Task instructions:
Convert every line of the records below into a numbered list, skipping any blank lines and omitting the pictures.

Input for this task:
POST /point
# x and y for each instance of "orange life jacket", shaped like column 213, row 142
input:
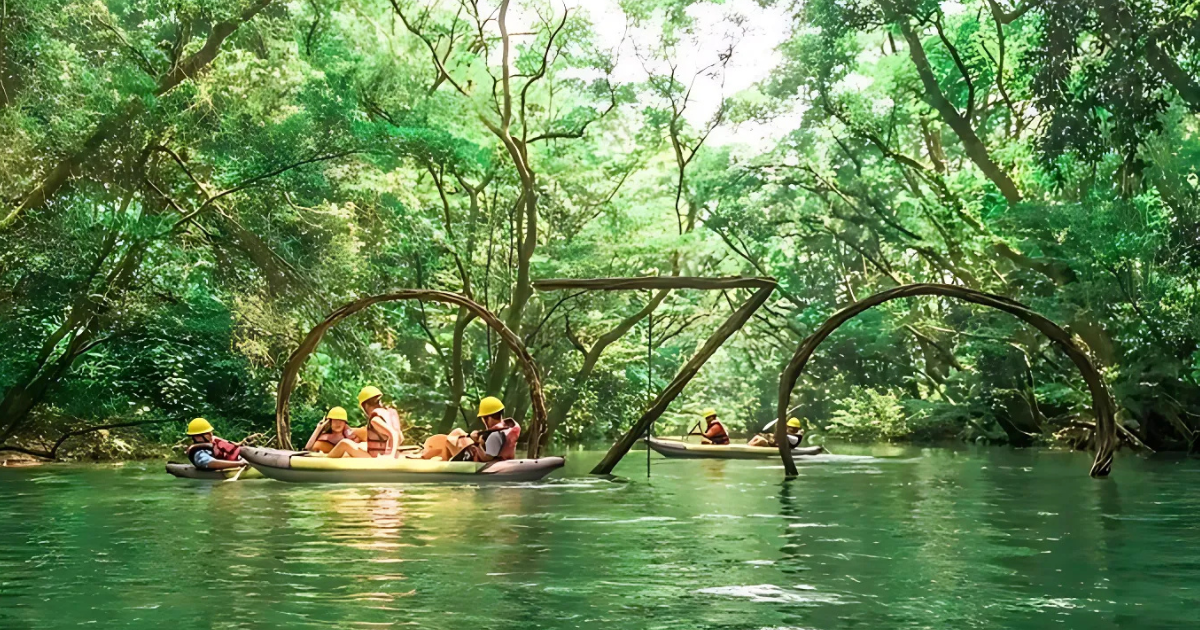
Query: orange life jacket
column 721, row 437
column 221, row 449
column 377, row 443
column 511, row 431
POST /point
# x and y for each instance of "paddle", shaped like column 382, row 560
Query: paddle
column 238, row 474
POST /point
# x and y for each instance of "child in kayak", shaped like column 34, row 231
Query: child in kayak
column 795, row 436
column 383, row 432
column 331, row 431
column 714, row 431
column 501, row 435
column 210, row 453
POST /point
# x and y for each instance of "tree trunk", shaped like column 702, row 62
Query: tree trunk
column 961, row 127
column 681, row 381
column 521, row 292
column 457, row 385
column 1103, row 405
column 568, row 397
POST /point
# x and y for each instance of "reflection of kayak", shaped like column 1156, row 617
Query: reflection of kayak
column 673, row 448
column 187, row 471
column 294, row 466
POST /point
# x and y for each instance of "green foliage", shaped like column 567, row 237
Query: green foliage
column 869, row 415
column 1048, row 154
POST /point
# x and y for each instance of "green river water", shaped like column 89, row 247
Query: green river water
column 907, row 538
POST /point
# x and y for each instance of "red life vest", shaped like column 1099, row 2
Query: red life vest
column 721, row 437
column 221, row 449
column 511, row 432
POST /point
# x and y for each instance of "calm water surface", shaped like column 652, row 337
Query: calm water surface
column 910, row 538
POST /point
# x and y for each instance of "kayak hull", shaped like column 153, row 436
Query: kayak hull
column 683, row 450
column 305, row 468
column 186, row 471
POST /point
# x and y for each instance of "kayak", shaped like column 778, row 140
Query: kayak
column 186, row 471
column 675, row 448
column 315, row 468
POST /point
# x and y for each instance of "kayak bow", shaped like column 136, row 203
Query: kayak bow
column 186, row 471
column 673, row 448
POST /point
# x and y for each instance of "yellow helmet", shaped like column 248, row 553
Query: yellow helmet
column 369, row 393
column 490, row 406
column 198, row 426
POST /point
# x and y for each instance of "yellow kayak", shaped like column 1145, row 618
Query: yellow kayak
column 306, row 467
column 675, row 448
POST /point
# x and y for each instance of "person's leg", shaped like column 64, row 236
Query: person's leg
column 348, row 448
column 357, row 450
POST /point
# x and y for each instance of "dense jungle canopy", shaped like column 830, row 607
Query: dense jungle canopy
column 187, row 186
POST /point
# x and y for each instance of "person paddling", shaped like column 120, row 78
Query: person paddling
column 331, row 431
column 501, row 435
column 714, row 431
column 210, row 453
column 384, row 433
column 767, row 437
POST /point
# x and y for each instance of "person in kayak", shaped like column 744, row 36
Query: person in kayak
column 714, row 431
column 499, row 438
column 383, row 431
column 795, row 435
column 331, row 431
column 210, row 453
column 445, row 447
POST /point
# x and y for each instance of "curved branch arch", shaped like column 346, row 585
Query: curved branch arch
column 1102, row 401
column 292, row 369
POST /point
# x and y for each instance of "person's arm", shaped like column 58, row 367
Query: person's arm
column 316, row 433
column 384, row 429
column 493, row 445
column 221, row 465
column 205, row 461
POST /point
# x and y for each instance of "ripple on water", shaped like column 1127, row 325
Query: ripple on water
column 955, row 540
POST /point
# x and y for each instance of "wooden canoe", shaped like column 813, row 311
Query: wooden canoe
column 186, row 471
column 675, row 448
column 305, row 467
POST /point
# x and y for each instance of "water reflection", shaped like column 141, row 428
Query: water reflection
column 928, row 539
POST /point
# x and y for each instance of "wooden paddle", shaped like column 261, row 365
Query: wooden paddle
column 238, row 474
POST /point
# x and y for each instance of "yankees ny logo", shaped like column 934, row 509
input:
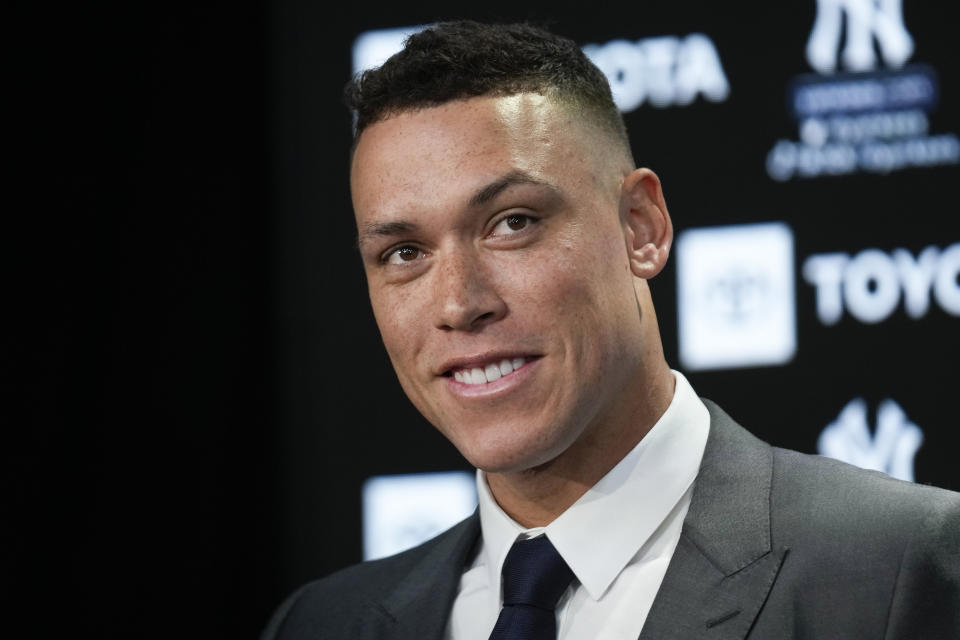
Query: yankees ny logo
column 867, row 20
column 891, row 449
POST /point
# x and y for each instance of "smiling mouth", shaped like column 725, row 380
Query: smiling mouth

Response to the task:
1. POST /point
2. # x and y for each instance of "orange life jacket", shaped like column 213, row 142
3. input:
4. Query: orange life jacket
5. column 721, row 437
6. column 221, row 449
7. column 377, row 443
8. column 511, row 431
9. POST /point
10. # x and y for each instance of "paddle", shaped like column 382, row 560
11. Query: paddle
12. column 238, row 474
13. POST /point
14. # x and y for each instance of "child in kayak", shaped like column 34, row 231
15. Query: child in kayak
16. column 795, row 436
17. column 383, row 432
18. column 331, row 431
19. column 714, row 431
20. column 501, row 435
21. column 210, row 453
22. POST /point
23. # x and y for each instance of "tree trunk", shaped like column 702, row 62
24. Query: tree trunk
25. column 961, row 127
26. column 681, row 381
27. column 521, row 292
28. column 457, row 385
29. column 1103, row 405
30. column 568, row 397
31. POST /point
32. # x and y for each instance of "reflection of kayak", shaped like column 1156, row 617
33. Query: reflection of kayak
34. column 673, row 448
35. column 187, row 471
36. column 294, row 466
37. POST /point
38. # x and y for each instance of "green foliage", shaped like column 567, row 237
39. Query: green foliage
40. column 869, row 415
41. column 1048, row 154
42. POST /point
43. # x and y for each instance of "green river water", shaped like column 89, row 247
44. Query: green river water
45. column 907, row 538
46. POST /point
47. # x and y for each instance of "red life vest", shaped like column 1099, row 2
48. Query: red life vest
49. column 721, row 437
50. column 221, row 449
51. column 511, row 432
52. POST /point
53. # x and y for each instance of "calm water surface", shaped like column 652, row 337
54. Query: calm water surface
55. column 910, row 538
56. POST /point
57. # x and y for each instance of "kayak hull", shaped like column 153, row 436
58. Query: kayak hull
59. column 683, row 450
60. column 305, row 468
61. column 186, row 471
62. POST /point
63. # x and y for each instance of "kayak", shaped like column 778, row 140
64. Query: kayak
65. column 186, row 471
66. column 675, row 448
67. column 315, row 468
68. POST /point
69. # x and y for each instance of "kayak bow", shaped like column 136, row 203
70. Query: kayak bow
71. column 186, row 471
72. column 673, row 448
73. POST /point
74. # x and y for each instance of "yellow helmet", shaped like column 248, row 553
75. Query: yellow helmet
76. column 369, row 393
77. column 490, row 406
78. column 198, row 426
79. POST /point
80. # x and y for each instance of "yellow kayak", shaped like column 1145, row 618
81. Query: yellow kayak
82. column 306, row 467
83. column 675, row 448
84. POST /point
85. # x and y for each instance of "person's leg", shaped like column 64, row 236
86. Query: person's leg
87. column 348, row 448
88. column 357, row 450
89. POST /point
90. # x and y for each instance of "dense jungle canopy", shaped like column 830, row 607
91. Query: dense jungle canopy
92. column 187, row 186
93. POST /point
94. # x and y for each instance of "person paddling", shaped like column 120, row 78
95. Query: person paddling
96. column 331, row 431
97. column 501, row 435
98. column 714, row 431
99. column 210, row 453
100. column 384, row 433
101. column 767, row 437
102. POST /point
103. # x and y for each instance of "person in kayak", shaped like column 744, row 36
104. Query: person in kayak
105. column 714, row 431
106. column 499, row 438
107. column 383, row 431
108. column 795, row 435
109. column 331, row 431
110. column 210, row 453
111. column 445, row 447
112. POST /point
113. # x and y for each instance of "curved branch arch", shaped like column 346, row 585
114. Query: curved branch arch
115. column 1102, row 401
116. column 292, row 369
117. POST /point
118. # x and y for each instance of "person's arm", shaped like column 58, row 367
119. Query: person's arm
120. column 316, row 433
121. column 384, row 429
122. column 493, row 445
123. column 221, row 465
124. column 205, row 461
125. POST /point
126. # x and y for each instance of "ripple on water", shaped like column 1127, row 325
127. Query: ripple on water
128. column 955, row 540
129. POST /point
130. # x and y for each instance of "wooden canoe", shaped like column 813, row 311
131. Query: wooden canoe
132. column 186, row 471
133. column 675, row 448
134. column 305, row 467
135. POST /point
136. # x and y for each instance of "water reflection", shaped like column 141, row 428
137. Query: water reflection
138. column 928, row 539
139. POST /point
140. # x and y for each instance of "wooden paddle", shaped like column 261, row 365
141. Query: wooden paddle
142. column 238, row 474
143. POST /point
144. # x and y for each instance of "yankees ny logo", shaped like column 934, row 509
145. input:
146. Query: yankees ny logo
147. column 867, row 20
148. column 891, row 449
149. POST /point
150. # x and y for each instance of "smiling mouth", shaped like column 725, row 380
151. Query: smiling mouth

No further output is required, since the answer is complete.